[Dataset records]
● ● ●

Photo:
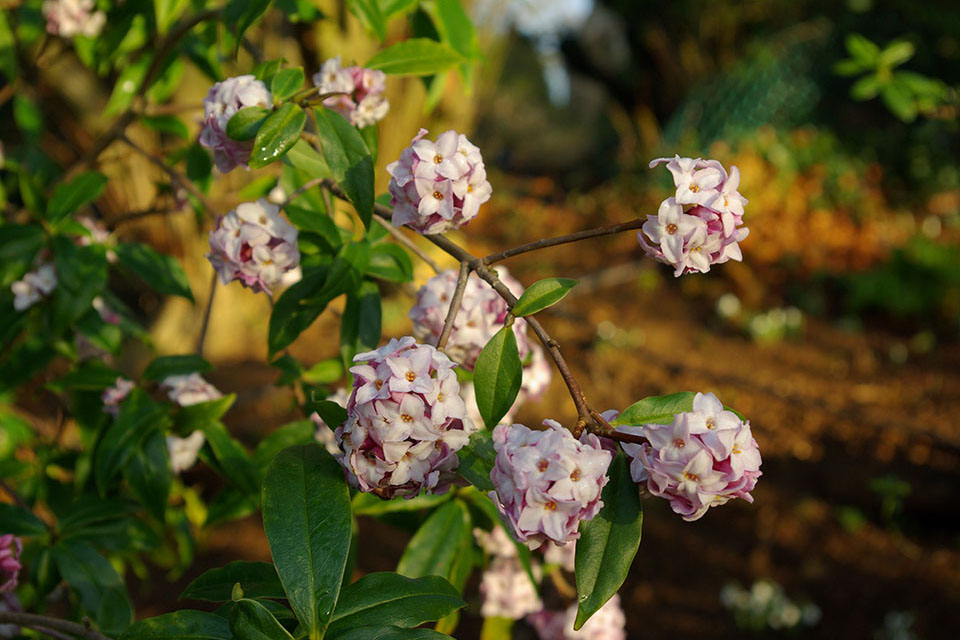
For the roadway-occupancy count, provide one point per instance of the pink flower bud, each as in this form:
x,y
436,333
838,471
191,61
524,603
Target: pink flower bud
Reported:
x,y
223,101
10,548
406,421
700,225
482,314
702,459
547,482
255,245
438,186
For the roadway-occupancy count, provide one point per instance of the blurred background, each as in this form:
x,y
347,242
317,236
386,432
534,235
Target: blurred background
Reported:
x,y
836,335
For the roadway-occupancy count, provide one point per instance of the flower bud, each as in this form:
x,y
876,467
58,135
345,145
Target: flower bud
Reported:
x,y
547,482
438,186
702,459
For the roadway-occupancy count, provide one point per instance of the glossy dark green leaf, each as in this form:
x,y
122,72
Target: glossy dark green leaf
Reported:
x,y
69,197
477,459
160,272
245,124
392,599
19,521
149,476
306,515
98,587
497,376
434,548
139,417
542,294
181,625
609,542
360,322
655,409
257,579
349,160
415,57
278,133
286,83
178,365
250,620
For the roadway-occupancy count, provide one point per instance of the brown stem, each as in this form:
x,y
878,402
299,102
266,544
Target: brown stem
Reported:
x,y
37,622
572,237
455,303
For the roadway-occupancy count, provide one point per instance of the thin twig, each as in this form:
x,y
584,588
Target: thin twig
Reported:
x,y
206,314
34,621
572,237
454,305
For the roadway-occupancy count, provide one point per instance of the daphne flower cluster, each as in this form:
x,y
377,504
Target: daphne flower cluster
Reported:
x,y
35,285
406,421
702,459
223,101
69,18
255,245
10,548
438,186
700,225
361,100
547,482
606,624
482,314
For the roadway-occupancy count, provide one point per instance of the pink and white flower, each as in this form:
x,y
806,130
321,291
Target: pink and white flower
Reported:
x,y
362,101
255,245
438,186
546,482
406,421
69,18
113,396
702,459
35,285
190,389
482,314
701,224
10,548
223,101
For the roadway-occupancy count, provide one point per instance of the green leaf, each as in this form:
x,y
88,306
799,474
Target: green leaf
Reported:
x,y
542,294
149,476
139,416
97,585
286,83
161,272
279,132
435,547
181,625
20,522
609,542
415,57
392,599
250,620
477,459
306,515
349,160
257,579
655,409
368,12
245,124
390,633
360,323
68,198
166,366
497,376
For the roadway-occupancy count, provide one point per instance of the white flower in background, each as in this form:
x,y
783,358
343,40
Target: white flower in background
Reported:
x,y
184,451
189,389
34,285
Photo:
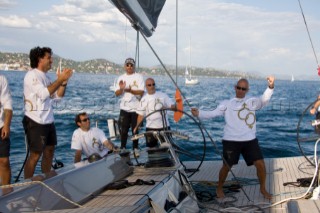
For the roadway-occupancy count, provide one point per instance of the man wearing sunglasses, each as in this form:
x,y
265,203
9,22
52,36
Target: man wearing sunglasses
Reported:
x,y
89,140
240,131
130,86
150,102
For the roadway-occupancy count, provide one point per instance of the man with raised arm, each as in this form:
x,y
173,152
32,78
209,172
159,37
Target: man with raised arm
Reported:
x,y
130,86
40,93
240,131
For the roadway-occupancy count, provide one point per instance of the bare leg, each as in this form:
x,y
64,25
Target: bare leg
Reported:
x,y
261,173
5,171
47,157
222,177
31,164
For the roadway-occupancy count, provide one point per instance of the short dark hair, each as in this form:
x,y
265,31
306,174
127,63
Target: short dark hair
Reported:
x,y
77,118
36,53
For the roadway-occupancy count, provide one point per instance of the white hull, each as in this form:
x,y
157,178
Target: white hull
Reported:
x,y
193,81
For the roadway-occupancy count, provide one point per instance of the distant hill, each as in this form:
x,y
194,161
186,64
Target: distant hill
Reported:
x,y
20,61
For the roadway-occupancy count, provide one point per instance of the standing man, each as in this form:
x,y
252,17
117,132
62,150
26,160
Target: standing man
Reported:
x,y
39,95
5,121
150,102
89,140
131,87
240,131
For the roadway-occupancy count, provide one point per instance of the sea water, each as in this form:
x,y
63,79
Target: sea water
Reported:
x,y
276,123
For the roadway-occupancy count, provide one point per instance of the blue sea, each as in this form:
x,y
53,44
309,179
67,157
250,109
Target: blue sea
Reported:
x,y
276,123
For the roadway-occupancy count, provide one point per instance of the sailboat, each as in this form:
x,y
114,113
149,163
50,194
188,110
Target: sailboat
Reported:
x,y
122,184
190,80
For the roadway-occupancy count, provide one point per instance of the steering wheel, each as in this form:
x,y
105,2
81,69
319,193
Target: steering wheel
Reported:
x,y
307,131
186,138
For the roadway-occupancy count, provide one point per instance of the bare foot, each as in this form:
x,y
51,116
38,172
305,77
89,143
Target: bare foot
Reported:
x,y
220,193
266,194
6,190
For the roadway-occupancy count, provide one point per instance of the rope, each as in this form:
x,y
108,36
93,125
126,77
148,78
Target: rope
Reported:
x,y
305,23
43,184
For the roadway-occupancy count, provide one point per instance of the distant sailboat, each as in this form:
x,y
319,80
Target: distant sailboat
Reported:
x,y
190,80
292,78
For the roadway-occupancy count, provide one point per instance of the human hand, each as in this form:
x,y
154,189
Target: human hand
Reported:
x,y
312,111
5,132
271,80
195,112
65,75
122,85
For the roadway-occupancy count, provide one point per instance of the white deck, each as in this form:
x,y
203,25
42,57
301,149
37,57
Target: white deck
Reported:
x,y
279,171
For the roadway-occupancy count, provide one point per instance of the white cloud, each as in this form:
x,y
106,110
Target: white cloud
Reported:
x,y
14,21
223,35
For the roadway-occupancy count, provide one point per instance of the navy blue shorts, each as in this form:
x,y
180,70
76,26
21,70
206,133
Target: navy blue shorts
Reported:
x,y
39,135
4,147
250,151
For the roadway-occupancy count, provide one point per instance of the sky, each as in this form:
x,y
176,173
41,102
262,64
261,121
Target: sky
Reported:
x,y
256,36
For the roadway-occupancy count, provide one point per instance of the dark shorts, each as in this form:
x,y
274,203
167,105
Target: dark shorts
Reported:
x,y
250,151
39,135
151,141
4,147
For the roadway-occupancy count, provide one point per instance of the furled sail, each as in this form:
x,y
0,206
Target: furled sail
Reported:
x,y
143,14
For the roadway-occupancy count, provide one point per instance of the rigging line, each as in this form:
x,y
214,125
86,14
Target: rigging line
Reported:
x,y
177,41
137,56
166,70
305,23
200,123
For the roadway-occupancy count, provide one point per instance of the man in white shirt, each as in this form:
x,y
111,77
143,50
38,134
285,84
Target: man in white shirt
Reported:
x,y
5,121
130,86
39,96
240,131
150,102
88,140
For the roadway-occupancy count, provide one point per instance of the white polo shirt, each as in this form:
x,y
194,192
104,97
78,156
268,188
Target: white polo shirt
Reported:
x,y
89,142
37,100
152,102
130,102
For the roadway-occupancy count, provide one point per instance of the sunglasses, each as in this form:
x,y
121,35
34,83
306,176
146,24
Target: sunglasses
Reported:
x,y
85,120
241,88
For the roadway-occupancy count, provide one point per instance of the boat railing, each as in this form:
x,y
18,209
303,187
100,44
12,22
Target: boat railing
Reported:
x,y
162,133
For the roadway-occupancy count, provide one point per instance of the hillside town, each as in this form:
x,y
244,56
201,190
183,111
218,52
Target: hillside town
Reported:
x,y
20,62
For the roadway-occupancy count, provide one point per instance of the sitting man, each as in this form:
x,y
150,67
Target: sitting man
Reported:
x,y
89,140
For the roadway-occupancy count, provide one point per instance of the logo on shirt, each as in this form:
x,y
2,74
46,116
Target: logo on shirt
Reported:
x,y
247,116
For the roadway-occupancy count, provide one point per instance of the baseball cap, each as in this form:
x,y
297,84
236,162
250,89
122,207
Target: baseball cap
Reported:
x,y
129,61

● ● ●

> [Work to complete]:
All the lines above are to be given again exactly as they read, with the pictures removed.

> [Solution to this task]:
Photo:
For the roadway-occupancy count, provide one point per instance of the pink flower bud, each as in this form:
x,y
436,333
838,471
191,61
524,603
Target: pink flower bud
Reported:
x,y
223,101
10,548
406,421
700,225
482,314
702,459
547,482
255,245
438,186
For the roadway-occupancy count, provide one point per instance of the blurred background, each as in this form:
x,y
347,242
317,236
386,432
534,235
Target: blurred background
Reported:
x,y
836,335
For the roadway-occupancy count, provide one point per instance of the flower bud, each as in this form:
x,y
876,467
58,135
345,145
Target: flower bud
Reported:
x,y
547,482
438,186
702,459
For the roadway-occupancy count, provide one point per instance of the glossy dark green leaf, each as in this form:
x,y
122,72
Target: glossy dark green leaf
Reported:
x,y
69,197
477,459
160,272
245,124
392,599
19,521
149,476
306,515
98,587
497,376
434,548
139,417
542,294
181,625
609,542
360,322
655,409
257,579
349,160
415,57
278,133
286,83
178,365
250,620
For the roadway-occupancy count, provide one point per instance of the brown stem, each as in this form:
x,y
878,402
299,102
266,544
Target: brown stem
Reported:
x,y
37,622
572,237
455,303
For the roadway-occupancy count, provide one point per instance of the thin twig, each as in this form:
x,y
584,588
Target: thin twig
Reported:
x,y
206,314
34,621
572,237
454,305
For the roadway-occupancy count, provide one point per instance of the daphne flower cluster, each as in this form:
x,y
377,504
Target: daphne flower cluster
Reported:
x,y
35,285
406,421
702,459
223,101
69,18
255,245
10,548
438,186
700,225
361,100
547,482
606,624
482,314
For the roadway-occupancy count, provide one point per instance of the pink and white flower, each as in this form:
x,y
806,130
321,291
Target: pink and white flower
Reported:
x,y
362,101
255,245
438,186
546,482
406,421
69,18
113,396
702,459
35,285
190,389
482,314
701,224
10,548
223,101
For the roadway-occupancy count, provide one point per instance of the green leaf, each as in this form:
x,y
88,306
799,474
Target: green leaf
Reported:
x,y
542,294
149,476
139,416
97,585
286,83
161,272
279,132
435,547
181,625
20,522
609,542
415,57
392,599
250,620
477,459
306,515
349,160
257,579
655,409
368,12
245,124
390,633
360,323
68,198
166,366
497,376
For the roadway-occupancy count, provide one point per instance of the white flower in background, each as in this form:
x,y
783,358
343,40
Target: white flower in background
Reported:
x,y
184,451
189,389
34,285
Photo:
For the roadway-occupancy count, provide one point per instance of the man wearing sunglasses, each as in this form:
x,y
265,203
9,22
52,36
Target: man wearing sunglasses
Reported:
x,y
89,140
240,131
130,86
150,102
For the roadway-occupancy count, provide one point per instance of the man with raised arm, each as in this form:
x,y
173,152
32,78
209,172
159,37
Target: man with raised arm
Reported:
x,y
130,86
40,93
240,131
For the roadway-occupancy count, provide one point per instance of the bare leg, each as in this form:
x,y
64,25
Target: bare leg
Reported:
x,y
261,173
5,171
47,157
222,177
31,164
For the roadway-occupancy count, provide one point per instance of the short dark hair, each as in this form:
x,y
265,31
306,174
127,63
Target: short dark hair
Reported:
x,y
77,118
36,53
For the roadway-occupancy count, provide one point per instance of the white hull, each as in this form:
x,y
157,178
Target: white hull
Reported:
x,y
193,81
For the roadway-occupancy count, provide one point per instance of the distant hill, each as in this form:
x,y
194,161
186,64
Target: distant hill
Reported:
x,y
20,61
For the roadway-occupancy count, provide one point per instance of the standing man, each as in this form:
x,y
252,17
117,132
62,150
26,160
Target: standing man
Reported:
x,y
39,95
5,121
150,102
89,140
131,87
240,131
For the roadway-occupancy count, provide one point per instance of the sea water, each as in this form:
x,y
63,79
Target: sea water
Reported:
x,y
276,123
For the roadway-occupancy count, provide one point per instance of the blue sea, each as in this form:
x,y
53,44
309,179
67,157
250,109
Target: blue sea
Reported:
x,y
276,123
For the roadway-occupancy count, provide one point per instance of the sailboat, each as in this form:
x,y
114,113
149,163
50,194
188,110
Target: sailboat
Reported:
x,y
122,184
190,80
For the roadway-occupancy count, provide one point per instance of the steering wheel, each as in this form:
x,y
105,2
81,69
319,193
Target: steering wheel
Reported:
x,y
307,131
186,138
For the roadway-occupancy count, provide one point per instance of the bare foot, each as in this form:
x,y
51,116
38,172
305,77
89,143
Target: bare foot
Reported:
x,y
220,193
266,194
6,190
For the roadway-occupancy count, provide one point per instance of the rope, each as in this form:
x,y
108,36
93,125
126,77
148,78
Target: rope
Reported:
x,y
305,23
43,184
For the roadway-occupancy count, provide one point per instance of the distant sailboat, each as in this form:
x,y
319,80
Target: distant sailboat
Reported:
x,y
190,80
292,78
For the roadway-occupancy count, provide one point per instance of the human hand, each as in this form:
x,y
154,189
Target: human hand
Reported:
x,y
312,111
5,132
271,80
195,112
65,75
122,85
For the roadway-occupancy count, provide one point per instance of the white deck, each as in this form:
x,y
203,25
42,57
301,149
37,57
Target: white deck
Reported:
x,y
279,171
For the roadway-occupancy count, provide one point per instance of the white cloud, each as in this form:
x,y
106,110
Target: white cloud
Reported:
x,y
14,21
223,35
For the roadway-occupancy count, provide one point per instance of the navy blue shorts, each as in this form:
x,y
180,70
76,26
21,70
206,133
Target: navy blue shorts
Reported:
x,y
39,135
4,147
250,151
For the roadway-occupancy count, provide one point per instance of the sky, each as in this form:
x,y
176,173
41,102
262,64
261,121
Target: sky
Reported:
x,y
256,36
For the roadway-occupancy count, provide one point per instance of the dark shorts, each as in this form:
x,y
274,203
167,105
Target: dark shorts
Reported:
x,y
250,151
39,135
151,141
4,147
For the roadway-occupancy count, provide one point per instance of the furled sail, each as in this form:
x,y
0,206
Target: furled sail
Reported:
x,y
143,14
For the roadway-occupancy count, provide one point per instance of the rigging line, each as in this form:
x,y
214,125
86,14
Target: rigging line
Reported:
x,y
177,41
137,56
166,70
305,23
200,123
For the roadway-occupancy count, provide one point per instance of the man in white shirt, each as in this form:
x,y
111,77
143,50
38,134
285,84
Target: man in white shirt
Reported:
x,y
5,121
130,86
39,96
240,131
150,102
88,140
For the roadway-occupancy count, provide one point per instance of the white polo shirt, each as in this form:
x,y
194,192
104,97
78,156
268,188
Target: white polo shirt
Reported:
x,y
89,142
37,100
152,102
130,102
For the roadway-occupancy count, provide one point per instance of the sunglasses, each as in this form:
x,y
121,35
34,83
306,176
146,24
Target: sunglasses
Reported:
x,y
85,120
241,88
For the roadway-occupancy count, provide one point per instance of the boat railing, each as in this form:
x,y
18,209
303,187
100,44
12,22
Target: boat railing
Reported:
x,y
162,133
For the roadway-occupancy count, provide one point per instance of the hillside town, each as in this form:
x,y
244,56
201,190
183,111
218,52
Target: hillside town
Reported:
x,y
20,62
For the roadway-occupancy count, provide one point per instance of the sitting man, each as in this form:
x,y
150,67
Target: sitting man
Reported:
x,y
89,140
For the roadway-occupancy count, provide one point per instance of the logo on shirt, each as in this form:
x,y
2,74
46,116
Target: logo on shirt
Reported:
x,y
247,116
For the roadway-occupancy count, provide one point per instance of the baseball cap, each as in this form:
x,y
297,84
236,162
250,89
122,207
Target: baseball cap
Reported:
x,y
129,61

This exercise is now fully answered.